Collected data entries:

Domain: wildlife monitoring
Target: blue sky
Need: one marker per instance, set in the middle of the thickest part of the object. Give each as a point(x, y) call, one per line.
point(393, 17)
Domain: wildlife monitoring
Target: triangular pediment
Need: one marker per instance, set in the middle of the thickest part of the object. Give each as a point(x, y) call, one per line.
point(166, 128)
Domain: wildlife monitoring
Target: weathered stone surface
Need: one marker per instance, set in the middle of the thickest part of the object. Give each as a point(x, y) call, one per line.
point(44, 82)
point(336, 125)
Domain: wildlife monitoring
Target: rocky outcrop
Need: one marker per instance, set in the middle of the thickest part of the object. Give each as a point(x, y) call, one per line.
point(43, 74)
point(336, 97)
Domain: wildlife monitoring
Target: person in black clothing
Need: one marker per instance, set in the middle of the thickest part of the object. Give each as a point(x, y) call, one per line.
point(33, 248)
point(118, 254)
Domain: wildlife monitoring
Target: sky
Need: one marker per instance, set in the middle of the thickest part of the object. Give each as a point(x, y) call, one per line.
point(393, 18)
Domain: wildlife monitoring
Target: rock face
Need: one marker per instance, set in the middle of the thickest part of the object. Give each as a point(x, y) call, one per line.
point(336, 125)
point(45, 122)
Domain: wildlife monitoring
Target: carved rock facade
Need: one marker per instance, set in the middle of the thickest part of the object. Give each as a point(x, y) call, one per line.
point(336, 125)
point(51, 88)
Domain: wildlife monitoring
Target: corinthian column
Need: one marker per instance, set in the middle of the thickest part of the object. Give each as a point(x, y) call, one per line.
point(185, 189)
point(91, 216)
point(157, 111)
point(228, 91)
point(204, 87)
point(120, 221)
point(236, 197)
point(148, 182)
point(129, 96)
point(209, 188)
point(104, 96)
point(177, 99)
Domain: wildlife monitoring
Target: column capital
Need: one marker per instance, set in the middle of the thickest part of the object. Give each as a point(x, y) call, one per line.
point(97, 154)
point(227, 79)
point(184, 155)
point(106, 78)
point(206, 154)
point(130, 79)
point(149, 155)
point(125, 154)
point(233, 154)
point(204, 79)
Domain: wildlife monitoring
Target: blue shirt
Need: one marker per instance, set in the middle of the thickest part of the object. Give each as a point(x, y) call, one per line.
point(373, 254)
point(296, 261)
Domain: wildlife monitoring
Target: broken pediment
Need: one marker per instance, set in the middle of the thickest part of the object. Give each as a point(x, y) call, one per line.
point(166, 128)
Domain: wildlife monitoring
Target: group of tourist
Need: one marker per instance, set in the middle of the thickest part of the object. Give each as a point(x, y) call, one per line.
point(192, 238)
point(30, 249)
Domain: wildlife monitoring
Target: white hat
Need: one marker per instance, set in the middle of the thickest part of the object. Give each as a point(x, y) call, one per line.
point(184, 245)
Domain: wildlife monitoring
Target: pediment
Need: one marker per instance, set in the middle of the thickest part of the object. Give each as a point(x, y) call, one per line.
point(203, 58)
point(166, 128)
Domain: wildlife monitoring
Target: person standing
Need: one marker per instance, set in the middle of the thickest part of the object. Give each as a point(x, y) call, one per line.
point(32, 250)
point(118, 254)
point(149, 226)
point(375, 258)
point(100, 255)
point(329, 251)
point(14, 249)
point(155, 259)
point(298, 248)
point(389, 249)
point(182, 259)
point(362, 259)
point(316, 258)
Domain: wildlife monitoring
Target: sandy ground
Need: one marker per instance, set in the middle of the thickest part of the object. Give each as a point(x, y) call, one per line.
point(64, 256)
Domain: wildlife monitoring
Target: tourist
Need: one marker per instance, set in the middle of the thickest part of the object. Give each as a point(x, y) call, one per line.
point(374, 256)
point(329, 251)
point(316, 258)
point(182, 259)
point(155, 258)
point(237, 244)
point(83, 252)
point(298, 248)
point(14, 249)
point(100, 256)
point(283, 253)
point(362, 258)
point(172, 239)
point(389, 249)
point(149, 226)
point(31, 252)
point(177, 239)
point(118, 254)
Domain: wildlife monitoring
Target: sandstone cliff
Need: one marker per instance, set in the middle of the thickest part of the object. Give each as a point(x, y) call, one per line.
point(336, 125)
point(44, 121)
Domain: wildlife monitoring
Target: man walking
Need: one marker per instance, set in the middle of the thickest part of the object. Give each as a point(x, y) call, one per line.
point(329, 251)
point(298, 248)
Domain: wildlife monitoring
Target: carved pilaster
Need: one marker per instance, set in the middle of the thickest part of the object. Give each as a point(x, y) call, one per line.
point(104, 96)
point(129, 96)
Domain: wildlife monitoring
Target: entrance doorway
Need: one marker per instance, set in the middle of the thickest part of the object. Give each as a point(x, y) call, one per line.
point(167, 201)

(What is needed) From the first line to the last, output the records word for word.

(Result of this exercise)
Domain: wildlife monitoring
Target: blue sky
Need: one marker per instance, set in the middle of the thickest part of the object. Give each as a point(x, y) call, one per line.
point(393, 17)
Domain: wildlife monitoring
Target: triangular pediment
Need: one marker per instance, set in the middle of the thickest part of the object. Give each as a point(x, y) call, one per line.
point(166, 128)
Domain: wildlife monitoring
Target: weathered stone surface
Need: one marker per instance, set in the middle of the thickest part of the object. Give each as a point(x, y) call, one per line.
point(44, 82)
point(336, 125)
Domain: wildlife monitoring
Target: rocky outcrop
Need: one marker per instance, set in the middle of the thickest part of the object. Give each as a point(x, y) call, one per line.
point(43, 74)
point(336, 97)
Domain: wildlife monitoring
Target: person in black clothing
Need: one marker per instance, set in the middle of the thickest part of the object. Give each as a point(x, y) call, one per line.
point(33, 248)
point(118, 254)
Domain: wildlife monitoring
Target: sky
Need: one marker per instance, set in the middle of the thickest part of the object. Give each as a point(x, y) call, one per line.
point(393, 18)
Domain: wildlife monitoring
Target: rock face
Need: one marker per instance, set in the middle of the thickest part of the object. Give each as a point(x, y) call, one per line.
point(336, 125)
point(45, 122)
Domain: wildlife monitoring
Target: carved rock facade
Need: one marker per instance, set in the middle of the thickest part of the object. Give each as a point(x, y) call, one per line.
point(336, 125)
point(51, 88)
Domain: wildlife monitoring
Target: corinthian column
Need: one marker per instance, set in the middle of the thickest part of the object. Give each as a point(x, y) call, one per line.
point(185, 189)
point(91, 216)
point(157, 111)
point(228, 91)
point(204, 87)
point(120, 221)
point(236, 197)
point(148, 182)
point(129, 96)
point(209, 188)
point(104, 96)
point(177, 99)
Domain: wildlife monitoring
Target: column capital
Need: one marker per instance, set in the middle of the thickest part of the object. Give each as a point(x, y) call, one per line.
point(97, 154)
point(227, 79)
point(184, 155)
point(106, 78)
point(206, 154)
point(130, 79)
point(149, 155)
point(125, 154)
point(233, 154)
point(204, 79)
Domain: wildlife monitoring
Target: blue shirt
Need: one marker per instance, set in the middle of the thickest part of the object. Give each as a point(x, y) call, one per line.
point(373, 254)
point(296, 261)
Domain: wildlife monitoring
Target: broken pediment
Need: one marker per instance, set in the middle of the thickest part of the object. Give each as a point(x, y) call, one per line.
point(166, 128)
Domain: wildlife monitoring
Target: group of tourist
Need: one marker per instance, set in the middle of the thickest part of the object. Give each as a point(x, y) call, one per line.
point(192, 238)
point(30, 249)
Domain: wildlife monitoring
Target: white hat
Need: one marker per instance, set in the middle of the thickest part of the object. Give each as a point(x, y) call, one per line.
point(184, 245)
Domain: wildlife monitoring
Target: pediment
Need: one marker per instance, set in the middle of the thickest part of the object. Give each as a point(x, y) call, one per line.
point(203, 58)
point(166, 128)
Domain: wildlife monitoring
Target: person standing
Need: one marker per instance, set in the middle of the thickest part of the object. Give each as a point(x, y) call, one per line.
point(32, 250)
point(118, 254)
point(149, 226)
point(375, 258)
point(100, 255)
point(329, 251)
point(14, 249)
point(155, 259)
point(298, 248)
point(389, 249)
point(182, 259)
point(362, 259)
point(316, 258)
Domain: wildlife monitoring
Target: sandy ground
Need: one marker per instance, set in the middle of the thickest part of the object. Give each as a point(x, y) call, one per line.
point(64, 256)
Domain: wildlife monitoring
Target: tourist
Need: one marker per instance, set in the middle of the thickest part of the object. Give each as a point(x, y) call, one per line.
point(374, 256)
point(329, 251)
point(316, 258)
point(182, 259)
point(155, 258)
point(237, 244)
point(83, 252)
point(298, 248)
point(14, 249)
point(100, 256)
point(283, 253)
point(362, 258)
point(172, 239)
point(389, 249)
point(149, 226)
point(31, 252)
point(177, 239)
point(118, 254)
Domain: wildlife monitoring
Target: sandstone cliff
Need: one marker per instance, set in the middle of the thickest part of the object. Give each as a point(x, y) call, one per line.
point(336, 125)
point(44, 121)
Domain: wildlife monitoring
Target: man walking
Need: one marker per instance, set in the middle of the thickest part of the object. Give each as a point(x, y) call, one per line.
point(329, 251)
point(298, 248)
Domain: wildlife monitoring
Target: carved pilaster
Need: one marker per instance, set in the middle of the thickest part of the object. Give each as a point(x, y) call, one per line.
point(104, 96)
point(129, 96)
Domain: wildlife monitoring
Target: entrance doorway
Need: one marker per instance, set in the middle of the thickest part of the object. Give each as a point(x, y) call, one per line.
point(167, 201)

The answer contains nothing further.